**Aim of the exercise:** Please copy each line in the records below that contains the string "rear".

Top of Task inputs

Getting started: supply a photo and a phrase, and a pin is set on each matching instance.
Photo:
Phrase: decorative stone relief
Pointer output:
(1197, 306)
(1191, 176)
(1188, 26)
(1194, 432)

Bottom of Task inputs
Top of Task inputs

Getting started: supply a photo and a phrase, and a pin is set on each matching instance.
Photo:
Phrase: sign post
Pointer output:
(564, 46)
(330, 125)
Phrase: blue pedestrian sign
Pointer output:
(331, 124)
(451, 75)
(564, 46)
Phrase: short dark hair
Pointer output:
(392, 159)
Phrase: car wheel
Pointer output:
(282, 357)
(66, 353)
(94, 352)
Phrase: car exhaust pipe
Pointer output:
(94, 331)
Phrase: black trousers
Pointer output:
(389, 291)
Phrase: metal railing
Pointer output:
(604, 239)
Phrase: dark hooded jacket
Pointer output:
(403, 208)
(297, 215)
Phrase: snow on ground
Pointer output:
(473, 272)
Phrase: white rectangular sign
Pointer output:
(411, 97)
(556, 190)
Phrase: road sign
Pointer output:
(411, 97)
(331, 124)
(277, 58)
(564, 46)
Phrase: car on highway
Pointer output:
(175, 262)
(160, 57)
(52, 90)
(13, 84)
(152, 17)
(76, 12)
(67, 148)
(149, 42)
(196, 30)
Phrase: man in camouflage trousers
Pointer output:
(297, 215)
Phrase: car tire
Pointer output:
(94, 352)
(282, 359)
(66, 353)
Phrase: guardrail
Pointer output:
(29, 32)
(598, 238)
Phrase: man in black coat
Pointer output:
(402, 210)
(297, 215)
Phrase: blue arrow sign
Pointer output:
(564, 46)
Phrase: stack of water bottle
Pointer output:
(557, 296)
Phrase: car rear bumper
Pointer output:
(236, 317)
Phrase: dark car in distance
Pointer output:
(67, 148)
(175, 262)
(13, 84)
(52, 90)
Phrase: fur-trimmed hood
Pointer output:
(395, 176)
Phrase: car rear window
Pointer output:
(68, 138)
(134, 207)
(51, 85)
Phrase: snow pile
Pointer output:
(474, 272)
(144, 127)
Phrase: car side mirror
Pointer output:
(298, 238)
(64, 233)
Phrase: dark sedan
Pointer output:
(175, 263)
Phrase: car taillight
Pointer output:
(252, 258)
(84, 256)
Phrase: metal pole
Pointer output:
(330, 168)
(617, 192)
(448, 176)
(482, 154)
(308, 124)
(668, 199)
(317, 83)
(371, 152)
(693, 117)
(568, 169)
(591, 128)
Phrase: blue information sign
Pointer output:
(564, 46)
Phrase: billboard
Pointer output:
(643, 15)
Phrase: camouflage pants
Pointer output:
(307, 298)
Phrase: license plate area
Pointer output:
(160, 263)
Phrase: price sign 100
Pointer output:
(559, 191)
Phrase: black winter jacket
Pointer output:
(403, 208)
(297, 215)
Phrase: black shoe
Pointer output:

Bottom of Task inputs

**Output of the task:**
Phrase: car rear bumper
Phrase: car rear window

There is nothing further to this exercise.